◆ WHAT IS REQUIRED
Return all of the following data line for line, with nothing changed.

◆ DATASET ROWS
------------------------

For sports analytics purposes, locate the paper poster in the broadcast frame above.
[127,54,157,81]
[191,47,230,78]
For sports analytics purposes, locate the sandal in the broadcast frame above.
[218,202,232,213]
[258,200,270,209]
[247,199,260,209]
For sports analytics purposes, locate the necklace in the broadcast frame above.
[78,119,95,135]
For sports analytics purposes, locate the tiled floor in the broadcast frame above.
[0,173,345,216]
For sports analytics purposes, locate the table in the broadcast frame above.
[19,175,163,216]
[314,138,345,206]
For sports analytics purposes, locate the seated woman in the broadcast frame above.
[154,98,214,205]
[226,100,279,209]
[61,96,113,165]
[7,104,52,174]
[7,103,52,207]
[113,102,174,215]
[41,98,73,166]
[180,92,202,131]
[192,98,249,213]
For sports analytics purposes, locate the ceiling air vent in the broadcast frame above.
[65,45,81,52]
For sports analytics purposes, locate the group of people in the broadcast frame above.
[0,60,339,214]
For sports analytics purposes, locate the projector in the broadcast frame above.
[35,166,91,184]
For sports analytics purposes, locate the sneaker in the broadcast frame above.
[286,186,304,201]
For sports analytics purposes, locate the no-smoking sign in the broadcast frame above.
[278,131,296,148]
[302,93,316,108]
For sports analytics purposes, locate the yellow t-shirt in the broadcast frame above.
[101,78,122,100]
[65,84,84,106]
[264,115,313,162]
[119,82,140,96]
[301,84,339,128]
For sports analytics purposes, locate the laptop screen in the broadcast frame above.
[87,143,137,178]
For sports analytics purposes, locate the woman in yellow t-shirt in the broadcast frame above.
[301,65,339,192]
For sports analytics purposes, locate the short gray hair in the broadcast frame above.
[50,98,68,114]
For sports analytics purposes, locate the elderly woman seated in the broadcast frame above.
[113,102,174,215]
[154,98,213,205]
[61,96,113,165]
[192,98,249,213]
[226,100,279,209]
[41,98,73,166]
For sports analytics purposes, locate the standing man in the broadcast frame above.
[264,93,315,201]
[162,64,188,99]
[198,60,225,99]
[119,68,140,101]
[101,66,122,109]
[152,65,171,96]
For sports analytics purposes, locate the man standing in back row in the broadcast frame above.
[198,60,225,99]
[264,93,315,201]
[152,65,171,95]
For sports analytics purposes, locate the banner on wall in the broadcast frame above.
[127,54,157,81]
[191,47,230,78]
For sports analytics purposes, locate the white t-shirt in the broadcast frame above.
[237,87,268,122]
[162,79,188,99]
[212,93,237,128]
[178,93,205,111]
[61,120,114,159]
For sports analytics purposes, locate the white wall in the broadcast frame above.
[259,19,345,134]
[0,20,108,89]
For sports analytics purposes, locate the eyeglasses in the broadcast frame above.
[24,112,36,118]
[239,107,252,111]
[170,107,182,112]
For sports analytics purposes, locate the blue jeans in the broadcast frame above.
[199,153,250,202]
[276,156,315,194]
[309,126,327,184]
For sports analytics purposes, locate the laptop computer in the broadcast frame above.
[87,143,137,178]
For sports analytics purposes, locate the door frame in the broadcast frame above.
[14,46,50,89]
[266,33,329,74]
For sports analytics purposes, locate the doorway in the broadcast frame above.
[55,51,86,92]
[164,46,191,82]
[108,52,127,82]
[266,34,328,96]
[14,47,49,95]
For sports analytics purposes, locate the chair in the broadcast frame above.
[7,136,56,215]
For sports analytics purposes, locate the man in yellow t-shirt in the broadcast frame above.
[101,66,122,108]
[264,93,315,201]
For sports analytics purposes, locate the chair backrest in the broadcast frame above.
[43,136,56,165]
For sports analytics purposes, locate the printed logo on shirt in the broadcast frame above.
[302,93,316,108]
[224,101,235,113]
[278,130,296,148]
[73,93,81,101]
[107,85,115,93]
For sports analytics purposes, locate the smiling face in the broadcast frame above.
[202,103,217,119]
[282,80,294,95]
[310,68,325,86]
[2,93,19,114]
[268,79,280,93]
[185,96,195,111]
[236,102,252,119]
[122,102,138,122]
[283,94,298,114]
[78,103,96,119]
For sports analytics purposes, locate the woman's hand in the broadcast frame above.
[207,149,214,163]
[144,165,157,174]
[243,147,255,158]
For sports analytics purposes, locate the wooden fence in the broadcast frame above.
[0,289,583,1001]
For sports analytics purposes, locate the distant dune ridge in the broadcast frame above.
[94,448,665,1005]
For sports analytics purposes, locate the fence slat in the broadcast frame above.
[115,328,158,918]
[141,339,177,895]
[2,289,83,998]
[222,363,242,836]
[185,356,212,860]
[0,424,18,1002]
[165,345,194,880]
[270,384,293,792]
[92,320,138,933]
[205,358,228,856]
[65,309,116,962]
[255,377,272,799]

------------------------

◆ SOLVED PROBLEM
For sports analytics purposes, locate the paper poster in the broadcast frame above.
[127,54,157,81]
[191,47,230,78]
For sports analytics purposes, locate the sandal in the broadcast frame above.
[218,202,232,213]
[258,200,270,209]
[247,199,260,209]
For sports analytics purposes, locate the necklace in the broadcast frame above.
[78,119,95,135]
For sports analytics purposes, locate the tiled floor in the broadcast frame above.
[0,173,345,216]
For sports analytics purposes, locate the table in the broadcast frame above.
[19,175,163,216]
[314,138,345,206]
For sports analytics purposes, locate the seated woman in the broadcast frame above.
[154,98,214,205]
[226,100,279,209]
[61,96,113,165]
[7,104,52,174]
[7,103,52,207]
[113,102,174,215]
[41,98,73,166]
[180,92,202,131]
[192,98,249,213]
For sports analytics purposes, locate the ceiling air vent in the broadcast frame above.
[65,45,81,52]
For sports analytics purposes, locate the group of people in the broadcast frame above.
[0,60,339,214]
For sports analytics purposes, locate the projector in the broadcast frame above.
[35,166,91,184]
For sports analytics purposes, locate the sneaker in the broadcast frame above.
[286,186,304,201]
For sports analytics purposes, locate the no-smoking sign in the broadcast frame above.
[278,131,296,148]
[302,93,316,108]
For sports analytics purposes, locate the yellow t-shirt in the broadcast frame above.
[101,78,122,100]
[65,84,84,106]
[264,115,313,162]
[119,82,140,96]
[301,84,339,128]
For sports analytics purposes, locate the laptop screen in the broadcast frame above.
[87,143,137,178]
For sports analytics purposes, locate the woman in yellow t-shirt in the broadcast frame above.
[301,65,339,192]
For sports analytics purposes, locate the short gray hair in the broadcast frame above.
[50,98,68,114]
For sports analytics purposes, locate the elderly woman seated in the broadcast frame above.
[113,102,174,215]
[154,98,213,205]
[61,96,113,165]
[192,98,249,213]
[226,100,279,209]
[41,98,73,166]
For sports analytics purposes, locate the standing man in the broadcast frame above.
[264,93,315,201]
[162,64,188,99]
[198,60,225,99]
[119,68,140,101]
[101,66,122,109]
[152,65,171,96]
For sports analytics purposes, locate the man standing in back row in the broadcast frame above.
[198,60,225,99]
[264,93,315,201]
[152,65,171,95]
For sports analytics purposes, locate the banner on wall in the broadcast frame above.
[127,54,157,81]
[191,47,230,78]
For sports analytics purposes, locate the white t-shirt in the broadcast frame above.
[237,87,268,122]
[162,79,188,99]
[212,93,237,128]
[178,93,205,111]
[61,120,114,159]
For sports analytics purposes, locate the white wall in the broadcast frame above.
[259,19,345,134]
[0,20,108,89]
For sports analytics purposes, locate the eyeglasses in the broadcast frame above.
[24,112,36,118]
[239,107,252,111]
[170,107,182,112]
For sports analytics purposes, locate the blue jeans in the broadcast frame above.
[199,153,250,202]
[276,156,315,194]
[309,126,327,184]
For sports analytics purposes, locate the laptop computer in the broadcast frame above.
[87,143,137,178]
For sports analytics purposes, locate the door frame in the broadcast frame above.
[14,46,50,89]
[266,33,329,74]
For sports analytics purposes, locate the doorway in the broadcast frame above.
[55,51,86,92]
[164,46,191,82]
[108,52,127,82]
[266,34,328,96]
[14,47,49,95]
For sports analytics purposes, locate the chair in the broadcast frame above.
[7,136,56,215]
For sports analytics purposes, locate the man in yellow t-shirt in the broadcast frame above.
[101,66,122,108]
[264,93,315,201]
For sports analytics purposes, locate the chair backrest in the broadcast frame above.
[43,136,56,165]
For sports analytics purposes, locate the printed logo on shirt in the broadcast frame above.
[302,93,316,108]
[224,101,235,113]
[278,130,296,148]
[73,93,81,101]
[107,85,115,93]
For sports analytics purposes, locate the smiling face in the broadcast frame above.
[202,103,217,119]
[282,80,294,95]
[310,68,325,86]
[2,93,19,114]
[268,79,280,93]
[185,96,195,111]
[236,102,252,119]
[122,102,138,122]
[283,94,298,114]
[78,103,96,119]
For sports analytics purposes, locate the woman's hand in the broadcast frame above.
[207,149,214,163]
[144,165,157,174]
[243,147,255,158]
For sports analytics purposes, locate the wooden fence in the broadcast frame above.
[0,289,583,1001]
For sports analytics purposes, locate the distant dune ridge in the broadcast frame above.
[94,448,665,1005]
For sports analytics purposes, locate the fence slat in the broadcast frame above.
[115,328,158,918]
[141,339,177,895]
[2,289,83,998]
[222,363,242,836]
[185,356,212,860]
[0,424,18,1002]
[165,345,194,880]
[270,384,293,792]
[92,320,138,933]
[205,358,228,856]
[65,309,116,962]
[255,377,272,799]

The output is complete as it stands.